## begin

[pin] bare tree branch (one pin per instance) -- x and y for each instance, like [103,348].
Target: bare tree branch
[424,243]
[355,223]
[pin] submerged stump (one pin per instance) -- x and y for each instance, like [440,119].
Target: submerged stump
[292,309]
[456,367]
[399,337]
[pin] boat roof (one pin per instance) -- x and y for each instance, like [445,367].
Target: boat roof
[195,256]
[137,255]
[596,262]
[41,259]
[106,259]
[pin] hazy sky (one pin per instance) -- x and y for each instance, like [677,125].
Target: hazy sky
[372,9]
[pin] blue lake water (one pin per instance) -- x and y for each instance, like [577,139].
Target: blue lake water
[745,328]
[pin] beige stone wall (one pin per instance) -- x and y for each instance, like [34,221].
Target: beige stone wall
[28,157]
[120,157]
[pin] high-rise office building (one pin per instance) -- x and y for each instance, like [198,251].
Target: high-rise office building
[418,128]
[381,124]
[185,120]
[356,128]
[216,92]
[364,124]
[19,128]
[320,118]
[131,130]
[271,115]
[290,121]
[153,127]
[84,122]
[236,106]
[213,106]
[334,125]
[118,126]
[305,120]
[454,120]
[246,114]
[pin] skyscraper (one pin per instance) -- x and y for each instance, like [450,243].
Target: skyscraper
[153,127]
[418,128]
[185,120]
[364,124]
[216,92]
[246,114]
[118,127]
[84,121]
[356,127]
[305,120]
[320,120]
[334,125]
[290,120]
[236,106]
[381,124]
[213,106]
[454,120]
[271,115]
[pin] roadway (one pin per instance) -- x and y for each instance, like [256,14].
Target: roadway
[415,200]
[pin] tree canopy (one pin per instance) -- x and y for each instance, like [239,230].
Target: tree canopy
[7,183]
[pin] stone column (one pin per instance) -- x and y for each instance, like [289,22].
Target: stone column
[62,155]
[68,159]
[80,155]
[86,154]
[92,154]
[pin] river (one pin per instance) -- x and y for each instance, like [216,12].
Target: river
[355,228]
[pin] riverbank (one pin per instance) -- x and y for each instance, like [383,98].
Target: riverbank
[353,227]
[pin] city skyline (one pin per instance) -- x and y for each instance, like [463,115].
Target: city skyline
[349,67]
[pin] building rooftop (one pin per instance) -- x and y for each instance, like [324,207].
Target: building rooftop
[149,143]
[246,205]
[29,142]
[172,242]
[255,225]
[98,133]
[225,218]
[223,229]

## end

Task instructions: All lines from the one containing "[pin] skyscraper (one" through the final line of the listing above are to be reproduced exactly; include both and add nothing.

Written response:
[pin] skyscraper (one pin per instance) -- x and y for each instance, like [450,243].
Target: skyscraper
[153,127]
[418,128]
[185,120]
[364,124]
[216,92]
[246,114]
[118,127]
[84,121]
[356,127]
[305,120]
[320,120]
[334,125]
[290,120]
[236,106]
[381,124]
[213,106]
[454,120]
[271,115]
[pin] roadway (one pin per instance) -- x and y for each instance, like [256,14].
Target: roadway
[415,200]
[pin] tree canopy (one pin per instance) -- x and y for each instance, like [239,230].
Target: tree canopy
[7,183]
[pin] stone column (one pin per instance) -- x and y for each instance, like [289,22].
Target: stone column
[62,155]
[68,159]
[80,155]
[86,154]
[92,154]
[pin] river (one pin per instance) -- x and y for each instance, like [216,12].
Target: river
[355,228]
[pin] riverbank (one pin per instance) -- x and y for each instance, like [383,98].
Target: riverbank
[353,227]
[pin] city skyline (one pin per instance) -- x and y for each instance, like [463,115].
Target: city skyline
[349,67]
[pin] building rooftop (one pin per instance) -- x and y for each instance, like [324,207].
Target: building rooftop
[149,143]
[246,205]
[29,142]
[172,242]
[255,225]
[98,133]
[225,218]
[223,229]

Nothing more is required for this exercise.